TASK OBJECTIVE: Can you write out every one of the records below word for word, with nothing changed?

Excerpts from pointing data:
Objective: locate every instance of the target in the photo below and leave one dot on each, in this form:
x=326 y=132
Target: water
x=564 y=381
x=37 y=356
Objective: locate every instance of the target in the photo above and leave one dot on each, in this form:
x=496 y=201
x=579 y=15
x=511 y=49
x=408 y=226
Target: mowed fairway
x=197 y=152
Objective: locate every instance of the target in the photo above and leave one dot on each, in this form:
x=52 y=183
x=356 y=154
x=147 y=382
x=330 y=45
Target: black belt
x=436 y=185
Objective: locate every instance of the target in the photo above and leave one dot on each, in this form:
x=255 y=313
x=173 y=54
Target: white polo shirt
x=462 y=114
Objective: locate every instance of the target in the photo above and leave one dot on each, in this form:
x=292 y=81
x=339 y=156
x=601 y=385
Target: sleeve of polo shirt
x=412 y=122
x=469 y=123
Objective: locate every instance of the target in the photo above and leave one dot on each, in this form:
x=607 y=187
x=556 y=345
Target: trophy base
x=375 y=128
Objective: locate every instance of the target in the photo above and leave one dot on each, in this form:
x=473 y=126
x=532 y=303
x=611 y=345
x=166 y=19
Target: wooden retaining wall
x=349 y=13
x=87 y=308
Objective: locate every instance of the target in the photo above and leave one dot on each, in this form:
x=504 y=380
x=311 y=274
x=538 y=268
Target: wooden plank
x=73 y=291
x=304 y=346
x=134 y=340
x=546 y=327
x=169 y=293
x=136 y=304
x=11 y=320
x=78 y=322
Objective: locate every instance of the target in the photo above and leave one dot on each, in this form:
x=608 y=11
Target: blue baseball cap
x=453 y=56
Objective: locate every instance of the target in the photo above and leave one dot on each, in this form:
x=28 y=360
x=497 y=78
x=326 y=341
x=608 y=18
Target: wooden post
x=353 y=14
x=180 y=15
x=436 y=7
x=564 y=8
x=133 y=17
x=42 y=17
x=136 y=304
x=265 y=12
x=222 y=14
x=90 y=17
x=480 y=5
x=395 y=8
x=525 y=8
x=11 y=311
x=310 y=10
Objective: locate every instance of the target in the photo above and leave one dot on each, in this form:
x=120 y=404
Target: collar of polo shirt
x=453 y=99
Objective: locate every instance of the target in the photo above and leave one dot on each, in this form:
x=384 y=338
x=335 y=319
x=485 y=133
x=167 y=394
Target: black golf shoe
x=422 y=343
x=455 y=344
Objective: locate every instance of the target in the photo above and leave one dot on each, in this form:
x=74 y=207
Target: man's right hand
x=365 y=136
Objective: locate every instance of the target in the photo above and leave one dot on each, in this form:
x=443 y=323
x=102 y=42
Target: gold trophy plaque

EXERCISE OUTPUT:
Objective: locate every instance of the target in the photo below and leave one dot on each, in this form:
x=326 y=132
Target: water
x=564 y=381
x=37 y=356
Objective: locate every instance of the target in the photo above and leave one dot on each, in this form:
x=496 y=201
x=579 y=15
x=511 y=49
x=408 y=226
Target: mowed fairway
x=197 y=152
Objective: locate every instance of the target in the photo above and leave one dot on each, in this form:
x=52 y=183
x=356 y=154
x=147 y=382
x=330 y=45
Target: black belt
x=436 y=185
Objective: locate every instance of the target in the photo above and leave one dot on each, in this form:
x=255 y=313
x=173 y=54
Target: white polo shirt
x=462 y=114
Objective: locate every instance of the target in the photo above and leave one dot on each, in this form:
x=292 y=81
x=339 y=156
x=601 y=385
Target: sleeve of polo shirt
x=412 y=122
x=469 y=123
Objective: locate every instance of the target in the photo above and leave one dot on each, in this form:
x=607 y=187
x=556 y=345
Target: trophy base
x=375 y=128
Objective: locate every instance of the target in the photo above and leave one dot on each, in this form:
x=473 y=126
x=532 y=303
x=611 y=345
x=166 y=19
Target: wooden retaining wall
x=349 y=13
x=87 y=308
Objective: locate every instance of the target in the photo above and leave one dot on each, in this form:
x=504 y=380
x=311 y=274
x=538 y=268
Target: wooden plank
x=73 y=291
x=304 y=346
x=134 y=340
x=546 y=327
x=169 y=293
x=136 y=304
x=11 y=320
x=78 y=322
Objective: locate every instance of the target in the photo above and leave one dot on each, in this form:
x=608 y=11
Target: blue baseball cap
x=453 y=56
Objective: locate every instance of the target in the photo above and leave one dot on each, in this form:
x=28 y=360
x=497 y=78
x=326 y=341
x=608 y=18
Target: wooden post
x=353 y=14
x=180 y=15
x=436 y=7
x=564 y=8
x=133 y=17
x=42 y=17
x=136 y=304
x=265 y=12
x=222 y=14
x=90 y=17
x=480 y=5
x=395 y=8
x=525 y=8
x=11 y=311
x=310 y=10
Objective: locate every instance of the target in the photo above and leave one dot on each, in this form:
x=120 y=404
Target: collar of polo shirt
x=453 y=99
Objective: locate every instance of the target in the photo above and leave one dot on each, in this form:
x=384 y=338
x=335 y=319
x=485 y=133
x=167 y=394
Target: black golf shoe
x=422 y=343
x=455 y=344
Objective: locate every instance of the target in the photo above and leave one dot on each, in this form:
x=74 y=207
Target: man's right hand
x=365 y=136
Objective: locate every instance of the target in the photo above and leave one dot on each, in this form:
x=443 y=323
x=102 y=42
Target: gold trophy plaque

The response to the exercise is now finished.